***** Input data *****

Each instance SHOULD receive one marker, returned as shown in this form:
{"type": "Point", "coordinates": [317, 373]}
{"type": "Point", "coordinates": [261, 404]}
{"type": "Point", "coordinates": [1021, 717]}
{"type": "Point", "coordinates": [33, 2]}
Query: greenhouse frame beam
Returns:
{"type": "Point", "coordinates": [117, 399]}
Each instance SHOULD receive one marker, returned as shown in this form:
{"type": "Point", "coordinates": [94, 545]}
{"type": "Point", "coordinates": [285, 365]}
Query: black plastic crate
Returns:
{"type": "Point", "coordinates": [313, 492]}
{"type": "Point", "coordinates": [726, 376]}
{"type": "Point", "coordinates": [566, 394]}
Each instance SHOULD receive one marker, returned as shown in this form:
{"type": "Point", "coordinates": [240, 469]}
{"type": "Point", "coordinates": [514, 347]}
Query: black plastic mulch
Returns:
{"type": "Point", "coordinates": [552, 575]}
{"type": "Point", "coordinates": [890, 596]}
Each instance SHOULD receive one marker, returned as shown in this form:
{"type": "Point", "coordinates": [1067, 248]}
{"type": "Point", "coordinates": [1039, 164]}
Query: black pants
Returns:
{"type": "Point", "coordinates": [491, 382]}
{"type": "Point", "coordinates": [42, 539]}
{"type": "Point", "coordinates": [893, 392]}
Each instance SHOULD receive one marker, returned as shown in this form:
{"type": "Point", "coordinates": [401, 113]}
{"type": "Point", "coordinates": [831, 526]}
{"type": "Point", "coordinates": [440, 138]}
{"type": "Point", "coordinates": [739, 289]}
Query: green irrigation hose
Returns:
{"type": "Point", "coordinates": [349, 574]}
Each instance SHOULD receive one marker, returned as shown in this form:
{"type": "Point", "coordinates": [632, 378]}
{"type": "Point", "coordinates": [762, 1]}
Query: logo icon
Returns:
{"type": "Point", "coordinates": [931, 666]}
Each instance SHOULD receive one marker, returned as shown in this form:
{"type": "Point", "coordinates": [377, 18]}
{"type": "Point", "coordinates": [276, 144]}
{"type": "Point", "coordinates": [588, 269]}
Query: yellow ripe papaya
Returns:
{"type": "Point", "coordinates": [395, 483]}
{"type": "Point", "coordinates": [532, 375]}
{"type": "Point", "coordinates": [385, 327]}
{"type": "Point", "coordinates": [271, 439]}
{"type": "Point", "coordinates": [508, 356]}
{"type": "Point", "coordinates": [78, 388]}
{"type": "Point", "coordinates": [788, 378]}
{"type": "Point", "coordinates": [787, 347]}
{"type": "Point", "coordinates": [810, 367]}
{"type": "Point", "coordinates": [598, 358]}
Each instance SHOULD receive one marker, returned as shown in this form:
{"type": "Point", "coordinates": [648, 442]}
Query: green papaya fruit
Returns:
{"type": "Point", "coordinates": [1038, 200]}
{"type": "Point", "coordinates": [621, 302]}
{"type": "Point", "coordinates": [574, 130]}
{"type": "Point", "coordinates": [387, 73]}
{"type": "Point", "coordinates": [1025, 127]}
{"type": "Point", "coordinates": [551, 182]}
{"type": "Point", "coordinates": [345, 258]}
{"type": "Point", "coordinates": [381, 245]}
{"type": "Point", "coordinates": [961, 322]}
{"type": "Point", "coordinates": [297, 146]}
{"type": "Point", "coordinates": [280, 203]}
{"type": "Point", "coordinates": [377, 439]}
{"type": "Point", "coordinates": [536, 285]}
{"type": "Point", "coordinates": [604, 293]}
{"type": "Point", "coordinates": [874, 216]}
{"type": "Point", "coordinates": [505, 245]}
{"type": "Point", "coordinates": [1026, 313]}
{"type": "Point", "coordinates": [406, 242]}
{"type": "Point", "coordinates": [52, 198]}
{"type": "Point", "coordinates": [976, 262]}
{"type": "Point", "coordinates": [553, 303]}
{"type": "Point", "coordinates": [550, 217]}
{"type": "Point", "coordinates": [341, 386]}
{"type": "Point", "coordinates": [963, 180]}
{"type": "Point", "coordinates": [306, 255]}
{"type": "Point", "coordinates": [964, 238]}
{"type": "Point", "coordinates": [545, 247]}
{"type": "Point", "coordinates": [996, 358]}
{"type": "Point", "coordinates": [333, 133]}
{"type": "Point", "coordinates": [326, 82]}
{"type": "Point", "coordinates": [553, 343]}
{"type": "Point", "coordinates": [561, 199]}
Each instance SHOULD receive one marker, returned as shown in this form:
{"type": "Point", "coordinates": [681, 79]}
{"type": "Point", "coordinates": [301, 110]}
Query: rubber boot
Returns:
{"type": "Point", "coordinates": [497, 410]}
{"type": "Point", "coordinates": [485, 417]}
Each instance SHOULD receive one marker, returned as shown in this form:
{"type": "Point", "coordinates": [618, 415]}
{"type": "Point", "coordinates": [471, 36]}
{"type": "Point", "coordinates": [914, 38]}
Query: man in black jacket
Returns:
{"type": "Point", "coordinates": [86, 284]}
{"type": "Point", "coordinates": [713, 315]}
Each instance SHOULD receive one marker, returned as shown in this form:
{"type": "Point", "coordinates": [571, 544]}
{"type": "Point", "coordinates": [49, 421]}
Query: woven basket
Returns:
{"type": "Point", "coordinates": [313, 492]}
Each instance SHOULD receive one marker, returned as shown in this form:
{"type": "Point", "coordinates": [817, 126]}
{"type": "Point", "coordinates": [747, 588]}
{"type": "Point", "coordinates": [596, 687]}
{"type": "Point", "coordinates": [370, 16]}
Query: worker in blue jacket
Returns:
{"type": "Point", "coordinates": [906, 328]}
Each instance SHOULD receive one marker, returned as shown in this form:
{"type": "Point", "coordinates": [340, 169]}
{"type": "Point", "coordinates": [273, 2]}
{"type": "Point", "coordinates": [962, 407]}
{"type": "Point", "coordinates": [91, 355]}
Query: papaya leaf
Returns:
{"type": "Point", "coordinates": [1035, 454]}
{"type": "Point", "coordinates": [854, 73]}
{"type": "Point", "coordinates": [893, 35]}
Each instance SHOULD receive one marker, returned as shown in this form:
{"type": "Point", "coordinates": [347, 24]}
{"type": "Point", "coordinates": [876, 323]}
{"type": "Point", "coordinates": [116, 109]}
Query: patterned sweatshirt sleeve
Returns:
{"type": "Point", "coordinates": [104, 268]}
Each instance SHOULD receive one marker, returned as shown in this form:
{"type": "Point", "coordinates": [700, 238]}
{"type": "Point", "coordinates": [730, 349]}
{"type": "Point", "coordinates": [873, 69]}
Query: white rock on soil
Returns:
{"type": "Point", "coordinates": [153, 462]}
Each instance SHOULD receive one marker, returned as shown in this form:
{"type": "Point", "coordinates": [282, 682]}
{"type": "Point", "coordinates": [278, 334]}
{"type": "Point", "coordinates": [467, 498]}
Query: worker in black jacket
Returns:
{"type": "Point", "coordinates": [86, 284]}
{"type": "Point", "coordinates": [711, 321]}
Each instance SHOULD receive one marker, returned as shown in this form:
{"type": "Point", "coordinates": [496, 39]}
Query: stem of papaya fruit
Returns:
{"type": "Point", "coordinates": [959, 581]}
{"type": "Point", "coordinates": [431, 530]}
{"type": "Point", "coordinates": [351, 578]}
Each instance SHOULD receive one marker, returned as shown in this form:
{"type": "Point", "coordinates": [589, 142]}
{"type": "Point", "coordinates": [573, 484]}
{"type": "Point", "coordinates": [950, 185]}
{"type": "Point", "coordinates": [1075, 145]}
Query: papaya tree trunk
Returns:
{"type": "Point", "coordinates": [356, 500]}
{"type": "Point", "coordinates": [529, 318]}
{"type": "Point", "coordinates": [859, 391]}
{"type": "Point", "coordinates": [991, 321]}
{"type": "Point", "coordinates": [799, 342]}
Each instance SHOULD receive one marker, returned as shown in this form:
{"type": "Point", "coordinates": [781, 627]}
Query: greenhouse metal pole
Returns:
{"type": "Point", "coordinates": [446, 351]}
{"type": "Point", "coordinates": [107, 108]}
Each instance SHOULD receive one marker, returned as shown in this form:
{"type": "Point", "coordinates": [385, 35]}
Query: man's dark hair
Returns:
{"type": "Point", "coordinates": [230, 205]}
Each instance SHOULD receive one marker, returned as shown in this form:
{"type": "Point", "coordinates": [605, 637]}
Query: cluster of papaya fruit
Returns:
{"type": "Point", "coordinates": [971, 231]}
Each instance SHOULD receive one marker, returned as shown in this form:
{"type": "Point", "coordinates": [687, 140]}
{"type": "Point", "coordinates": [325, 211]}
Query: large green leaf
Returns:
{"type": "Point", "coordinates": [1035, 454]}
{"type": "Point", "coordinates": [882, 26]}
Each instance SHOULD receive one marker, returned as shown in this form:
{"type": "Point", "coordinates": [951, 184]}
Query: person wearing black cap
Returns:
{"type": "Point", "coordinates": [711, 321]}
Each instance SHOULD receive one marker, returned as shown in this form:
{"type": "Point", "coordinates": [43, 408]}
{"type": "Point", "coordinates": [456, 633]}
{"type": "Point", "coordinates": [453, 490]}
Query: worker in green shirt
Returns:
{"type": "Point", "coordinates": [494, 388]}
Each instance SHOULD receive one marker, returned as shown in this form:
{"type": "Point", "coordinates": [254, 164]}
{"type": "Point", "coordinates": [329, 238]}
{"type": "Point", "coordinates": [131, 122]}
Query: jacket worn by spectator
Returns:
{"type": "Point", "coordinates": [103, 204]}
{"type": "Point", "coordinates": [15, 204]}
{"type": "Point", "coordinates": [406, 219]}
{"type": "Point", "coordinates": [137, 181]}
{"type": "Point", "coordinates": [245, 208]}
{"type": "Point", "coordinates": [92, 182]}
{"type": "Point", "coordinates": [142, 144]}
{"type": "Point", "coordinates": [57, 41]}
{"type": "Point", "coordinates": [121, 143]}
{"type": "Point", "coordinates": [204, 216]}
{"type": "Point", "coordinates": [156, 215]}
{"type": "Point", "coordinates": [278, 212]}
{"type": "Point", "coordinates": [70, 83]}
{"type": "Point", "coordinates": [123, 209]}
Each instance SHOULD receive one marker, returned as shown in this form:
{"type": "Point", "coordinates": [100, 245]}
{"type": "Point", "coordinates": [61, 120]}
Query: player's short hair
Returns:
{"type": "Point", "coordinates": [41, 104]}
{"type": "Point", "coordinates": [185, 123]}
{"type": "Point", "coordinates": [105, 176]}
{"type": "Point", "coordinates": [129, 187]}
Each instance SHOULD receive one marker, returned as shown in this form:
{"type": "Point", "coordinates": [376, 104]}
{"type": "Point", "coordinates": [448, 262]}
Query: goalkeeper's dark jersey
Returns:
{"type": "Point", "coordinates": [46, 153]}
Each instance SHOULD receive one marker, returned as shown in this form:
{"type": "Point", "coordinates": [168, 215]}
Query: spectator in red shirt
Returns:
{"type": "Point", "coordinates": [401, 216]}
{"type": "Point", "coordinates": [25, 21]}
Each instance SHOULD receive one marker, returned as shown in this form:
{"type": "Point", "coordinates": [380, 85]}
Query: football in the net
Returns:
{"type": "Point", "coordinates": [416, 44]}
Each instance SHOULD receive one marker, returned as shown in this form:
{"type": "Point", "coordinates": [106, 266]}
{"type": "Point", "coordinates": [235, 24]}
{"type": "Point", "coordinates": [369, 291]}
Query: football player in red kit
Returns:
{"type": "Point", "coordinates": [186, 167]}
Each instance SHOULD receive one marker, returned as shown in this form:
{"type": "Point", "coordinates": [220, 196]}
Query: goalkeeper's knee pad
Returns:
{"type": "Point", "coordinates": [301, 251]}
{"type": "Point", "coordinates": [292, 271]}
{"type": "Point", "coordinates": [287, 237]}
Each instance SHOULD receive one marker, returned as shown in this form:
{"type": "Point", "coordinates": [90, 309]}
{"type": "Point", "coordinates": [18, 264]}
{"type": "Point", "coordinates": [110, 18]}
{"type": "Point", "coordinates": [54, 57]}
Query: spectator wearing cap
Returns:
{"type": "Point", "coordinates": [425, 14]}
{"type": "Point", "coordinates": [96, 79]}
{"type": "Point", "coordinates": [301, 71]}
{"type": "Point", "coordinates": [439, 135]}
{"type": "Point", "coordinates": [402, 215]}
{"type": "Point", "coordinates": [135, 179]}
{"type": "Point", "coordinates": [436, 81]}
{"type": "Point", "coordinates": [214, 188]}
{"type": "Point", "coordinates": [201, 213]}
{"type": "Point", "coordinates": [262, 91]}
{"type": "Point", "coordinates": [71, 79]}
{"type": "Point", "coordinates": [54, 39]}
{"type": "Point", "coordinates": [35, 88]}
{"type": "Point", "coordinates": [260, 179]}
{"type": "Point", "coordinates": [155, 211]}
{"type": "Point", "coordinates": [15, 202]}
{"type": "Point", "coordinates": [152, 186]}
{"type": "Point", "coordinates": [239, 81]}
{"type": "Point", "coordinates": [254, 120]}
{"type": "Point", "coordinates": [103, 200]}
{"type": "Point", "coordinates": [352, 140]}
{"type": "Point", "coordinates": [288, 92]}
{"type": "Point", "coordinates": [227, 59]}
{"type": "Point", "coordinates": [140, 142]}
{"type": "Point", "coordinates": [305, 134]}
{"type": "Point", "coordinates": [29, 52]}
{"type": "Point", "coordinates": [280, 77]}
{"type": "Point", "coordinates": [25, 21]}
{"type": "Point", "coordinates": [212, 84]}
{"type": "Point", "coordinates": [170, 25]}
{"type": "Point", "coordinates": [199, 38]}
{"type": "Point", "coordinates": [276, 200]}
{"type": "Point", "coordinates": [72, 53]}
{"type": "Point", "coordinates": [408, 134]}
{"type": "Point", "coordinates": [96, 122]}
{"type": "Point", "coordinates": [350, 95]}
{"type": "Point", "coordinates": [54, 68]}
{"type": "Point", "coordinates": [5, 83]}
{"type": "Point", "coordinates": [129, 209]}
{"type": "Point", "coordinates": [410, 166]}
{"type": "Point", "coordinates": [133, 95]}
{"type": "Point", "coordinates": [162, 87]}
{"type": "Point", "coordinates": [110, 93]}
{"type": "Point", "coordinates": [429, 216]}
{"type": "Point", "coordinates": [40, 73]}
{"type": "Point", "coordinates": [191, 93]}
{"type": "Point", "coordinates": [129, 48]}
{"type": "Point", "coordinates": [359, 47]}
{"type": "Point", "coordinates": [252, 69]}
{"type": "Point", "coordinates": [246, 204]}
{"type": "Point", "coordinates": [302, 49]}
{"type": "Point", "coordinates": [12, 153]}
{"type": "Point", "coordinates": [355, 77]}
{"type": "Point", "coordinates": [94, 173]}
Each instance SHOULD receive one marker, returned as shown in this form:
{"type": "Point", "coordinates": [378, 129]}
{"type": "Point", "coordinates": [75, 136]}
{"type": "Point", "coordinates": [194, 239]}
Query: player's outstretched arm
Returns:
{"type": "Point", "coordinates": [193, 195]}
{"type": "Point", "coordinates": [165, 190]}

*****

• Assigned task
From the entries, report each line that includes the word "greenhouse".

• Response below
Query: greenhouse frame beam
Query: greenhouse metal pole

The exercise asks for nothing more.